■ Problem statement: Check each statement against the XGrind overview and answer yes or no, quoting the words from the text that settle it: (a) XGrind's compressed document keeps the structure of the original document; (b) the XGrind prototype was written in Java; (c) XGrind uses adaptive Huffman compression for arbitrary strings.
-- Start of Quoted passage --
Overview

This work was done by Pankaj M. Tolani at the Database Systems Laboratory under Dr. Jayant R. Haritsa. Database Systems Laboratory is part of the Indian Institute of Science, Bangalore, INDIA - 560012.  The related research paper was selected for the proceedings of the International Conference of Data Engineering (San Jose, 2002).

About XGrind

XML documents are extremely verbose since the "schema" is repeated for every "record" in the document. While a variety of compressors are available to address the problem, they are not designed to support direct querying of the compressed document, a useful feature from a database perspective. In this paper, we propose a new compression tool called XGrind, which directly supports queries in the compressed domain. A special feature of XGrind is that the compressed document retains the structure of the original document, permitting reuse of the standard XML techniques for processing the compressed document. Performance evaluation over a variety of XML documents and user queries indicates that XGrind simultaneously delivers improved query processing times and reasonable compression ratios.

Features

1.The compression rates of XGrind are competitive with XMILL (XML-specific state-of-the-art compressor) and other similar tools, with the added benefit of permitting querying of the compressed data.

2.XGrind makes use of simple but effective techniques  non-adaptive Huffman compression for arbitrary strings, compression of enumerated values  in the context of XML and demonstrates that the techniques work well compared to similar tools.

3.XGrind preserves the hierarchical structure of a document and permits decompression of fragments of the document, both of which are important for query processing.

4.The XGrind prototype was implemented in C/C++ (about 5K lines of code) with the following modules: compressor, decompressor, query processing engine.
-- End of Quoted passage --
-- Start of Listing --
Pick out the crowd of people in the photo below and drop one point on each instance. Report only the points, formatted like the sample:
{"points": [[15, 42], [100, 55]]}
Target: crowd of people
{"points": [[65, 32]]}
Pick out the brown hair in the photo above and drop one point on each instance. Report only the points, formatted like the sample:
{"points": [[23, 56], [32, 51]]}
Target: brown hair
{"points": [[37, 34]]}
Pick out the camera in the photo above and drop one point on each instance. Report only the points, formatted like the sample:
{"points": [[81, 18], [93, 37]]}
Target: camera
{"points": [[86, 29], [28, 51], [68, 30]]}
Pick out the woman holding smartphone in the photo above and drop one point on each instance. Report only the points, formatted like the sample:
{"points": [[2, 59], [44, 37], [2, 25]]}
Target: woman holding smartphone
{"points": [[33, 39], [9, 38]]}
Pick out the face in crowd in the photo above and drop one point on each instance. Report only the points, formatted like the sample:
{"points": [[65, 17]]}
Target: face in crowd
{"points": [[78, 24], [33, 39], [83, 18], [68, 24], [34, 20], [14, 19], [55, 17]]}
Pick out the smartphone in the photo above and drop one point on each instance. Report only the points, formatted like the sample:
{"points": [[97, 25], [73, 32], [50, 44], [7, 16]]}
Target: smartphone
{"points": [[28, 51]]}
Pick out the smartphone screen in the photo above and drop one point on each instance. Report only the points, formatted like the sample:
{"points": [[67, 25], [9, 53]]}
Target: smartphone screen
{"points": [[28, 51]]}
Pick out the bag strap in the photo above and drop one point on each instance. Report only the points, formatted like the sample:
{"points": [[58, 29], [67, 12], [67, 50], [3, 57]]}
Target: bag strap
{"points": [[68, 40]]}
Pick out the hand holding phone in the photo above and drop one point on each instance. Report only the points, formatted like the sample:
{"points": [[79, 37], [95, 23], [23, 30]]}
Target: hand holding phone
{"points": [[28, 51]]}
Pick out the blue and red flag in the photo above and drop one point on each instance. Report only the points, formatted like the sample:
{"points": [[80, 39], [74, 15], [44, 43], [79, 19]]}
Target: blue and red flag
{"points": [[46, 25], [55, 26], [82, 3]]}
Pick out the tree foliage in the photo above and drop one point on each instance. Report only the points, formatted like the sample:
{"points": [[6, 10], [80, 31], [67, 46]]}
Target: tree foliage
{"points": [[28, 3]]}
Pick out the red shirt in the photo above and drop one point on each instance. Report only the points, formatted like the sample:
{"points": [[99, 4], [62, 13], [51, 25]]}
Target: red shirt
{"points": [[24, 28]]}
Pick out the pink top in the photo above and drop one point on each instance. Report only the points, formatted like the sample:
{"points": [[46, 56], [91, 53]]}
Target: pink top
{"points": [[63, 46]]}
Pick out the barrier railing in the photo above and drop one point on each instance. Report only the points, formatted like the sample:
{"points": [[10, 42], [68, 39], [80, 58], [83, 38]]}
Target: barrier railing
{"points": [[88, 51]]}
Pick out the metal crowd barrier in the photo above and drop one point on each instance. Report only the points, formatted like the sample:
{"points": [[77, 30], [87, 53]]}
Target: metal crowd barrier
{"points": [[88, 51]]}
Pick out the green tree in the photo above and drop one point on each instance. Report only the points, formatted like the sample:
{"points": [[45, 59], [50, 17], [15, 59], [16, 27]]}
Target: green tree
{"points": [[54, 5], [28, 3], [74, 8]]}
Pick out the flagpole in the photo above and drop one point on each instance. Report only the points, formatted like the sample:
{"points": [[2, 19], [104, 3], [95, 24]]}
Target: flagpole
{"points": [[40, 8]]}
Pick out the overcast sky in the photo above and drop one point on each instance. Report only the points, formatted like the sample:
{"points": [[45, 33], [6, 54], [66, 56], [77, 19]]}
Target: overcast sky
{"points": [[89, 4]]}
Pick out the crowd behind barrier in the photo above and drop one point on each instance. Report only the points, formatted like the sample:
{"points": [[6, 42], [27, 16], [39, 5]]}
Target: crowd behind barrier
-- End of Listing --
■ Output below:
(a) Yes: "the compressed document retains the structure of the original document"
(b) No: "The XGrind prototype was implemented in C/C++ (about 5K lines of code)"
(c) No: "non-adaptive Huffman compression for arbitrary strings"